PAGE EXTRACT Block Start
Adaptive Strategies to Get out the Count: How California Census Grantees are Pivoting During the COVID-19 Pandemic

Publication date: 
May 2020

Census 2020 California Statewide Funders’ Initiative

Adaptive Strategies to Get out the Count: How California Census Grantees are Pivoting During the COVID-19 Pandemic

The COVID-19 pandemic has shifted how Census grantees reach out to local communities in California, forcing many to revise door-to-door and in-person strategies to digital and telephonic outreach. Below are several examples that demonstrate how groups on the ground are using their creativity and resourcefulness to Get Out the Count for the 2020 Census. We invite you to share these ideas with your grantees in the hopes they may inspire useful approaches.

Combining Census Information with Direct COVID-19 Relief

  • La Luz Center in Sonoma, CA does census outreach at local food banks.
  • School districts in Sacramento partner with census outreach groups to share census flyers with families picking up Chrome books for distance learning.
  • In the Inland Empire, groups providing direct relief and services related to COVID-19 are asking individuals that call for referrals whether they’ve completed the census.
  • Clinic Consortia provides appreciation kits to essential workers at health clinics that include census materials.
  • A community group in Sacramento adds census materials to diaper deliveries.

Working with Local Businesses

  • Nuestra Casa de East Palo Alto works with Latino small businesses to pass out census information with every purchase.
  • Alianza Coachella works with a local grower to include census messaging as part of farmworker paychecks.

Integrating Census into COVID-19 Advocacy

  • VietRISE in Orange County layered census messages onto their campaigns calling for cities like Santa Ana, Garden Grove, Westminster, and Costa Mesa to adopt emergency plan ordinances.

Online Questionnaire Assistance

  • Movimiento Cultural de la Unión Indígena in Napa, CA hosts Facebook Live sessions, teaching indigenous communities how to fill out the census questionnaire.
  • International Children Assistance Network (ICAN) set up Google Hangouts to provide questionnaire assistance in Vietnamese in response to long wait times on the Census Bureau’s questionnaire assistance lines.

Internet and Technology Access

  • South Kern Sol in Bakersfield, CA informs the public that they can complete the Census online using 24/7 WiFi access from the parking lots of Kern County libraries.
PAGE EXTRACT Block End
RAW DATA Block Start
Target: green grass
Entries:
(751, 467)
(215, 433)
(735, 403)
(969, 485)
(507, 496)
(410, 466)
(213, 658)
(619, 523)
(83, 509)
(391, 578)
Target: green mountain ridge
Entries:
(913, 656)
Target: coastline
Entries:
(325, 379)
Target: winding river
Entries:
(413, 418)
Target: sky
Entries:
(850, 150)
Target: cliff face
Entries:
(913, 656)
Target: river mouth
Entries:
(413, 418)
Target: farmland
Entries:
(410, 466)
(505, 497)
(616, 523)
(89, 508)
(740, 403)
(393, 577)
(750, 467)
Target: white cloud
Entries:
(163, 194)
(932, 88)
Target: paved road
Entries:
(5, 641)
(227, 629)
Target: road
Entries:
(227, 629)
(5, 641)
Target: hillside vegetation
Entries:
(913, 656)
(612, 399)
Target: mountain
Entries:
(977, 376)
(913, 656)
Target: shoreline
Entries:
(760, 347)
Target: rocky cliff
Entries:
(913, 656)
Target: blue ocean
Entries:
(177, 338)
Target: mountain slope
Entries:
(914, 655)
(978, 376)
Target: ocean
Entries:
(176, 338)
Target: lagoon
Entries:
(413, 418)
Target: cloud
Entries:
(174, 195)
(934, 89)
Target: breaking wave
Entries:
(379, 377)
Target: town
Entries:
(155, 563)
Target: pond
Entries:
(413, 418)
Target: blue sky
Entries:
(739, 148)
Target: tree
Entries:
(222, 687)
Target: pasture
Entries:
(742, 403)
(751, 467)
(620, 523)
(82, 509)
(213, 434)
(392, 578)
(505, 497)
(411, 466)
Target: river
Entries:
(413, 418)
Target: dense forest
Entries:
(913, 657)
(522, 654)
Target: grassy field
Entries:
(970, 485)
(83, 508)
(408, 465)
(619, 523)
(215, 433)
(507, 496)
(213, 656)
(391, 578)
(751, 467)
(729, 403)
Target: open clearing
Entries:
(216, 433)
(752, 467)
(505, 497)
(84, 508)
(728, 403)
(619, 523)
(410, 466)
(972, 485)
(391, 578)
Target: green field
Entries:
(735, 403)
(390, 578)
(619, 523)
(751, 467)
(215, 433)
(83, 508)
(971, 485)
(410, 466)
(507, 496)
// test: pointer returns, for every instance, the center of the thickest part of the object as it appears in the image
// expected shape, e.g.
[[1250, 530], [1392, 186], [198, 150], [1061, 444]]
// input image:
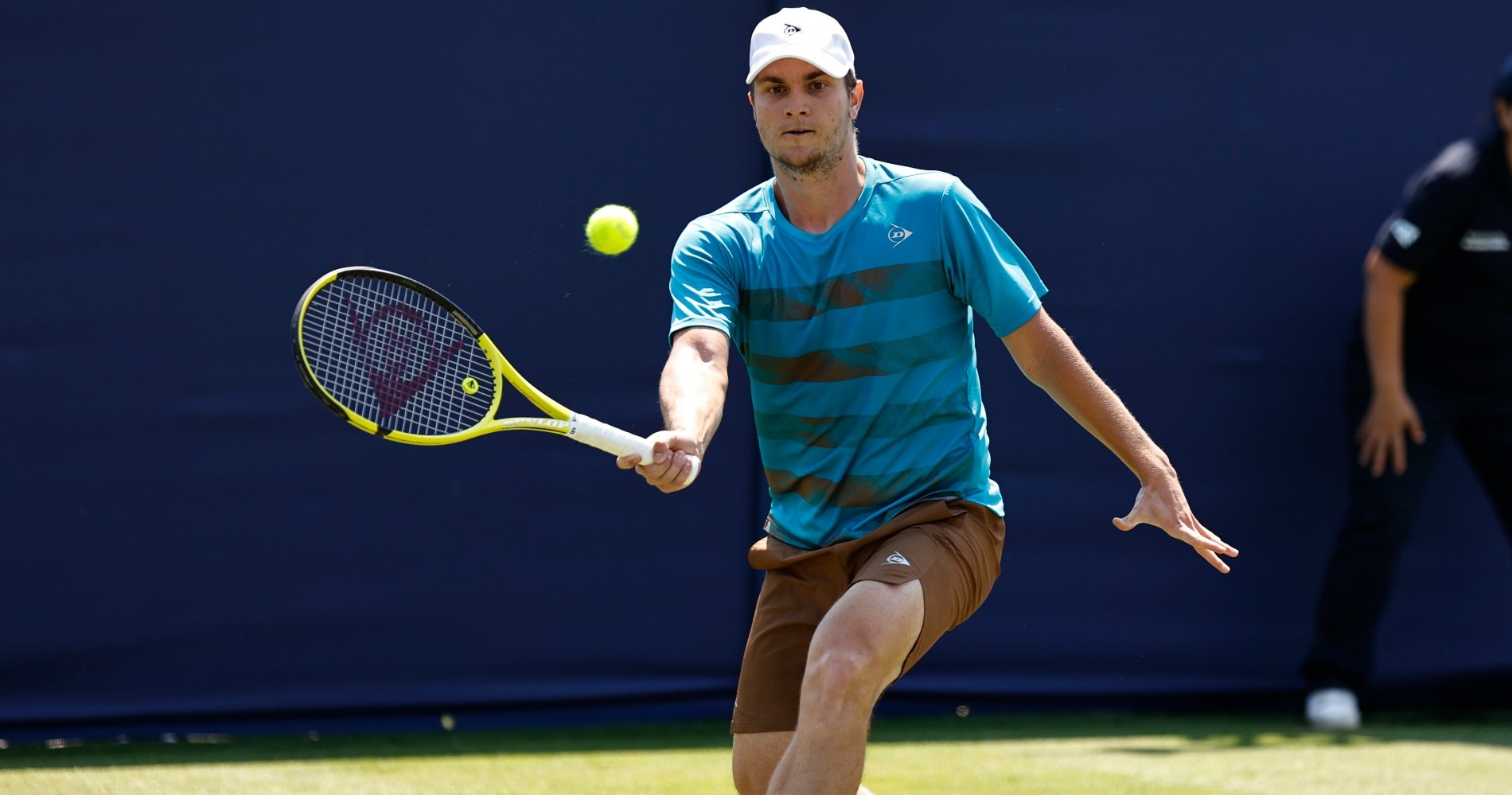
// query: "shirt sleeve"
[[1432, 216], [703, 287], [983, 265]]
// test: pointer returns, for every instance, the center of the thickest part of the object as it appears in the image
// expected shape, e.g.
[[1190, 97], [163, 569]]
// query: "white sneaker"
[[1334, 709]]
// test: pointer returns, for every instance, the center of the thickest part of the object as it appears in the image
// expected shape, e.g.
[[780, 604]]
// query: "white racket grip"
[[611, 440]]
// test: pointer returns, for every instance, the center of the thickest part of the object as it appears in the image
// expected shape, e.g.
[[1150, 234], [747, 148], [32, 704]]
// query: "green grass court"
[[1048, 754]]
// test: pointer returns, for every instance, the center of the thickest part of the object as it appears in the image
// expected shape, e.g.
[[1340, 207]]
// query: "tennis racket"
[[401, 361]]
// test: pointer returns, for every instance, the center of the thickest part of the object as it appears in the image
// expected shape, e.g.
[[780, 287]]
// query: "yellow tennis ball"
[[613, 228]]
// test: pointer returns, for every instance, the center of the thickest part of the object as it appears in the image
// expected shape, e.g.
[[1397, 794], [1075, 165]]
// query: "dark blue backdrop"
RAW DATA Block End
RAW DATA Block Start
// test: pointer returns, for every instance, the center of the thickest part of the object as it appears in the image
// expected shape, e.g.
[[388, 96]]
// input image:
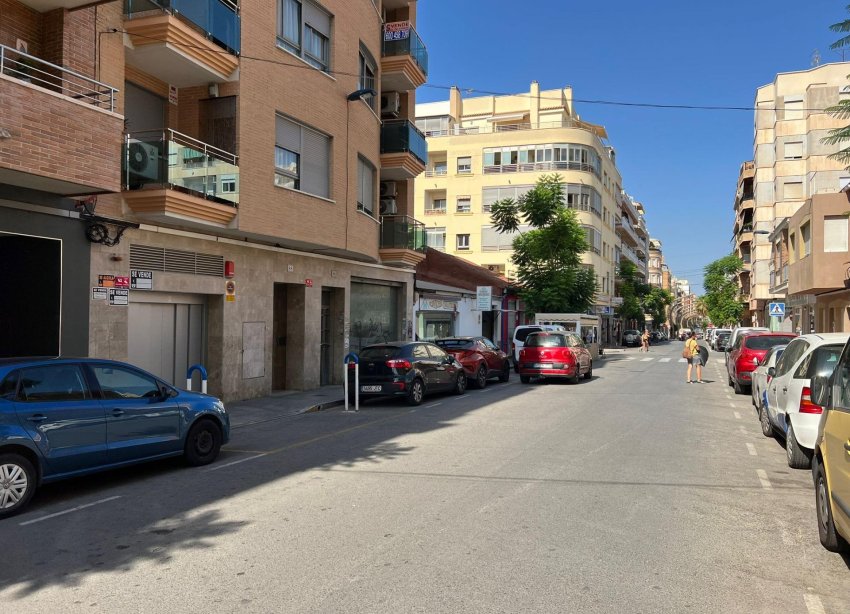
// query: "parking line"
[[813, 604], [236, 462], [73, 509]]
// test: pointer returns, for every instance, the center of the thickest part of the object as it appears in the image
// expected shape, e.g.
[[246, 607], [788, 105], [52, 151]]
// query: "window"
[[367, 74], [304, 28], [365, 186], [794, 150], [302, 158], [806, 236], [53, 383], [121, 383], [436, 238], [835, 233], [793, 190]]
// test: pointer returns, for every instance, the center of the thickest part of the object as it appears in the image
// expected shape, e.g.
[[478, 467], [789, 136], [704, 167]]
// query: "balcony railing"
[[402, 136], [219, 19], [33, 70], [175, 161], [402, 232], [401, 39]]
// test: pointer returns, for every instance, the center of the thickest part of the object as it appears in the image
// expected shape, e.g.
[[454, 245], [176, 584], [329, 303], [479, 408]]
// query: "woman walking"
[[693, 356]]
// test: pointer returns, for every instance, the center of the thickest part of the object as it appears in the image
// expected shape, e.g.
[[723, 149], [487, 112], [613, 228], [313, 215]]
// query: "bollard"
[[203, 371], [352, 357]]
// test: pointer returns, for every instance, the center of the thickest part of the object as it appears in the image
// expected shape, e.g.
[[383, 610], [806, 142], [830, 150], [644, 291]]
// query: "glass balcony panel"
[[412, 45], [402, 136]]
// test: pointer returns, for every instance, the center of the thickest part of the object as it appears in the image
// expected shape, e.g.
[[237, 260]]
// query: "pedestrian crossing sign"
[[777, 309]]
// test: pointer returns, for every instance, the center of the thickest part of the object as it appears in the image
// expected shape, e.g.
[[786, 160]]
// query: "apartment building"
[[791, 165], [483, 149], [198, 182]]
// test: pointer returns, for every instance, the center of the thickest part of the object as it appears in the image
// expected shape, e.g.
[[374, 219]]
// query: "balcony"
RAW DATA Block End
WORK INSTRUCTION
Could you pick up the text on California census outreach during the COVID-19 pandemic and continue it from its last line?

RESPONSE TO THIS TASK
  • Rapid response funds from The California Endowment have allowed census groups in the Central Valley to purchase technology, phone lists (for groups that don’t already have their own), and support to expand the reach of digital messages.

Shifting to Virtual

  • Silicon Valley Community Foundation’s marketing and communications team repurposed footage from a census documentation project to produce a video in Spanish of popular education skits performed by Latinos United for a New America before the COVID-19 pandemic. LUNA now uses the video as a virtual outreach tool.
  • Cambodian Family in Orange County capitalized on an online celebration of the Cambodian New Year to relay census messages.
  • In City Heights (San Diego), Mid City CAN’s team of outreach workers uses its rich database of contacts from Integrated Voter Engagement work to call specific residents with whom they have a previous relationship.
  • Sierra Health Foundation encourages grantees that have exhausted their census PDI lists and member phone lists to build community phone trees. Groups have had success with members providing additional contacts and calling their own social circles.

Engaging Community from a Safe Distance

  • Equipped with a bullhorn and a truck, a community group in the Central Valley drives through rural parts of Fresno County relaying census messages in the streets.
  • Alliance San Diego organized a “census parade” with dozens of cars to remind residents to respond to the census. They amplified their messages in multiple languages through a speaker mounted on one of the cars.

Teaming up with Trusted Messengers

  • In Sacramento, faith leaders communicate the importance of the census during online sermons, Catholic radio shows, and through church bulletins.
  • Sierra Health Foundation partnered with Radio Bilingüe to produce three musical vignettes with catchy songs and census messages that motivate Latinx community members to be counted, that reinforce responding by phone in Spanish, and that encourages people to spread the word.

Thank you to our members Latino Community Foundation, Sierra Health Foundation, Silicon Valley Community Foundation, and The California Endowment for providing these examples.